Collected data entries
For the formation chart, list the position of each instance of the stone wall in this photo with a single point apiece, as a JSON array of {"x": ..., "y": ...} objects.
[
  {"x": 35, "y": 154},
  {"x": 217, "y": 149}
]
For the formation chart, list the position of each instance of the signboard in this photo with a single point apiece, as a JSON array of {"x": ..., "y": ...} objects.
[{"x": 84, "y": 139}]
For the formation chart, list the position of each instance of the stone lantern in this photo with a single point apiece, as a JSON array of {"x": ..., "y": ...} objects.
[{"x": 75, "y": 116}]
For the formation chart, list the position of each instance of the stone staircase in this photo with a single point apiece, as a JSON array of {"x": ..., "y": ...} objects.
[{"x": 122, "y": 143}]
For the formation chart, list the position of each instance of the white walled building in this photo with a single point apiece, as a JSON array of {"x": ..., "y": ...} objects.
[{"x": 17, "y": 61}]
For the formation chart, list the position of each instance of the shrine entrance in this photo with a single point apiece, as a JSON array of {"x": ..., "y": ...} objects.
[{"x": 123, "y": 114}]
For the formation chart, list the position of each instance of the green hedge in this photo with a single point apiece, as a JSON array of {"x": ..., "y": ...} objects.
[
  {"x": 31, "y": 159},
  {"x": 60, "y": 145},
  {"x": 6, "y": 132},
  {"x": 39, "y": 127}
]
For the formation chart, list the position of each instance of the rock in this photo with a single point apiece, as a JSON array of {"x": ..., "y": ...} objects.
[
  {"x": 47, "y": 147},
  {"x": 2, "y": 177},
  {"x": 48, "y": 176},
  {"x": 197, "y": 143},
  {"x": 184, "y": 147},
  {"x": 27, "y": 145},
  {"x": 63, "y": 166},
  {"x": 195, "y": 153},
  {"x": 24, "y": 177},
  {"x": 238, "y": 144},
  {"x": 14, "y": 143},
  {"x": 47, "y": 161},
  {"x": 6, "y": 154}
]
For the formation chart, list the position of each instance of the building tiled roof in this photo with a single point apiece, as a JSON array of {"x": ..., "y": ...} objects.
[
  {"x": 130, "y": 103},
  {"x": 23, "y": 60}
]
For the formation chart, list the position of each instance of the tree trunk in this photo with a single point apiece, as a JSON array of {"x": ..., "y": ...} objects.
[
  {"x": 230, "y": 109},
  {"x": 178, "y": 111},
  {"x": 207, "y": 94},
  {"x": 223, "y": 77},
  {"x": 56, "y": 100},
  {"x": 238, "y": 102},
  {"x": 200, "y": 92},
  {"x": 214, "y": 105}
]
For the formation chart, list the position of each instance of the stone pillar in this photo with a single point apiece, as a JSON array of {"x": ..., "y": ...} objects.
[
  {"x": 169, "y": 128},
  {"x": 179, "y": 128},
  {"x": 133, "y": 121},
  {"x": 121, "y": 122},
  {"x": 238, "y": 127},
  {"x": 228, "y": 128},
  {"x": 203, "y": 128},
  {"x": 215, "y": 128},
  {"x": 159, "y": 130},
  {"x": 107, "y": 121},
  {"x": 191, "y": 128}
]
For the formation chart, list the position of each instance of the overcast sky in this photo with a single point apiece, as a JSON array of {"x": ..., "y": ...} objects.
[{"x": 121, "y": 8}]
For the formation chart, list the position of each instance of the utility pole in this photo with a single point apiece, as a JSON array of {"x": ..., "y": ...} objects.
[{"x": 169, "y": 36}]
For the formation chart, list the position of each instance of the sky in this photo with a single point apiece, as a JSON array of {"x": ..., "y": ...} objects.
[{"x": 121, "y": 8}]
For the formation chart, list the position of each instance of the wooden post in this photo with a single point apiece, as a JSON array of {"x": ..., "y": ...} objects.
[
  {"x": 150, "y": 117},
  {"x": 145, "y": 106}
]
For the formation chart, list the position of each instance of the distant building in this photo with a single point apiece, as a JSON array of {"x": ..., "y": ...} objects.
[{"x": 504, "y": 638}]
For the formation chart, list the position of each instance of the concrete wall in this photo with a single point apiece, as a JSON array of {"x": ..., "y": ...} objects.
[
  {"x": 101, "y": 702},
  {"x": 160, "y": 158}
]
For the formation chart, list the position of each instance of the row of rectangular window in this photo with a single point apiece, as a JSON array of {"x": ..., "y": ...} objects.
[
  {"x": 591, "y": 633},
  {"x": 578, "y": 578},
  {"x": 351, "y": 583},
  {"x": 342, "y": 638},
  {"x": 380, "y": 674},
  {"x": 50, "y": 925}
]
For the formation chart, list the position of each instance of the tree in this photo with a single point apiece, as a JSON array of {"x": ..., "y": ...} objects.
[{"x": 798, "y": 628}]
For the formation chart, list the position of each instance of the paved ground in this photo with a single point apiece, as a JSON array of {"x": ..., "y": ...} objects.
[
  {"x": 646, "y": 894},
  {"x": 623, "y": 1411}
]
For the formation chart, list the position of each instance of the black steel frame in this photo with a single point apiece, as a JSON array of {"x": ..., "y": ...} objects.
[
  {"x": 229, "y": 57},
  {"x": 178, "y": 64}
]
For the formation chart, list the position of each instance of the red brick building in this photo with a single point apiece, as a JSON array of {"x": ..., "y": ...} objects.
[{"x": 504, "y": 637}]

*Task prompt*
Restating the data word for word is the whole task.

*Output*
For the formation chart, list the position of each instance of the stone wall in this photo with a single point apiece, as a JSON array of {"x": ..., "y": ...} objects.
[
  {"x": 35, "y": 154},
  {"x": 217, "y": 149}
]
For the formation chart, list the position of each instance of the signboard in this photo with a single point apiece, as a JSON array of {"x": ..., "y": ...} objects.
[{"x": 84, "y": 139}]
For the formation chart, list the position of each instance of the stone lantern in this photo with a single point apiece, as a JSON array of {"x": ..., "y": ...} objects.
[{"x": 75, "y": 116}]
For the formation chart, list the position of each instance of the stone staircase in this photo with a single point apiece, as a JSON array of {"x": ..., "y": ...} objects.
[{"x": 122, "y": 143}]
For the formation chart, list the position of each instance of the white walled building in this photo with a single point apiece, as a JSON array of {"x": ..., "y": ...} objects.
[{"x": 17, "y": 61}]
For the formation chart, list the position of each instance of the shrine entrance in this photo with a single point apiece, as a JSON array of {"x": ..., "y": ...} objects.
[{"x": 123, "y": 114}]
For the formation chart, list the position of each instance of the green hedge in this photo with a single point apiece, as a JSON array of {"x": ..., "y": ...} objects.
[
  {"x": 31, "y": 159},
  {"x": 60, "y": 145},
  {"x": 6, "y": 132},
  {"x": 39, "y": 127}
]
For the formation chart, list the position of each instance of the rock in this photo with a single point apiece, as a JSON array of {"x": ..., "y": ...} objects.
[
  {"x": 47, "y": 147},
  {"x": 2, "y": 177},
  {"x": 48, "y": 176},
  {"x": 197, "y": 143},
  {"x": 184, "y": 147},
  {"x": 27, "y": 145},
  {"x": 63, "y": 166},
  {"x": 195, "y": 153},
  {"x": 24, "y": 177},
  {"x": 238, "y": 144},
  {"x": 14, "y": 143},
  {"x": 47, "y": 161},
  {"x": 6, "y": 154}
]
For the formation chart, list the position of each instance of the building tiled roof in this photo with a single point apiece, as a JSON array of {"x": ..., "y": ...} objects.
[
  {"x": 130, "y": 103},
  {"x": 23, "y": 60}
]
For the formation chart, list the position of each instance of the tree trunk in this photo with a single point apiece, as a JSON array of {"x": ..., "y": ...} objects.
[
  {"x": 230, "y": 109},
  {"x": 178, "y": 111},
  {"x": 207, "y": 94},
  {"x": 223, "y": 77},
  {"x": 56, "y": 100},
  {"x": 238, "y": 102},
  {"x": 200, "y": 92},
  {"x": 214, "y": 105}
]
For the formation chart, list the position of each instance of the stone pillar in this photo with a single point apiece, as a JSON array of {"x": ..., "y": ...} objects.
[
  {"x": 169, "y": 128},
  {"x": 179, "y": 128},
  {"x": 133, "y": 121},
  {"x": 121, "y": 122},
  {"x": 238, "y": 127},
  {"x": 228, "y": 128},
  {"x": 203, "y": 128},
  {"x": 215, "y": 128},
  {"x": 159, "y": 130},
  {"x": 107, "y": 121},
  {"x": 191, "y": 128}
]
For the formation chart, list the position of each instance of the overcast sky in this photo with a single point apiece, as a JSON array of {"x": ..., "y": ...} objects.
[{"x": 121, "y": 8}]
For the formation chart, list the position of each instance of the utility pole in this photo with a single point apiece, as a JSON array of {"x": ..., "y": ...} objects.
[{"x": 169, "y": 36}]
For the formation chart, list the position of each instance of the sky in this photo with a single point apiece, as a JSON array of {"x": ..., "y": ...} objects.
[{"x": 121, "y": 8}]
For the formation chart, list the position of each instance of the wooden post in this photo with a single point apiece, as a JSON array of {"x": ..., "y": ...} objects.
[
  {"x": 150, "y": 117},
  {"x": 145, "y": 106}
]
For the formation chart, list the position of each instance of the distant building in this photo with a single point apiece, as a JSON array of {"x": ..., "y": ...} objects.
[{"x": 504, "y": 638}]
For the formation chart, list the position of each instance of the concrete wall in this photo with a single point apiece, as a JSON array of {"x": ..., "y": ...} objects.
[
  {"x": 101, "y": 702},
  {"x": 160, "y": 158}
]
For the formation chart, list the position of each instance of the row of rectangular window in this photo with a single point apiece, as a JSON array of {"x": ..., "y": ...} objects.
[
  {"x": 591, "y": 633},
  {"x": 578, "y": 578},
  {"x": 351, "y": 583},
  {"x": 342, "y": 638},
  {"x": 380, "y": 674},
  {"x": 50, "y": 925}
]
For the formation chart, list the position of each instance of the tree in this photo with a single point apiece, as a JSON array of {"x": ..., "y": ...} objects.
[{"x": 798, "y": 628}]
For the formation chart, list the position of each instance of the paved ground in this photo with a single point apiece, as a JSON array of {"x": ..., "y": ...} objects.
[
  {"x": 646, "y": 894},
  {"x": 623, "y": 1411}
]
For the formation chart, list the position of each instance of the black steel frame in this photo with a single point apiece, as a JSON array of {"x": ..., "y": ...} objects.
[
  {"x": 229, "y": 57},
  {"x": 178, "y": 64}
]
For the formation chart, list the position of each instance of the red brick building in this photo with a single point apiece, as a JSON array of {"x": ..., "y": ...} objects.
[{"x": 504, "y": 637}]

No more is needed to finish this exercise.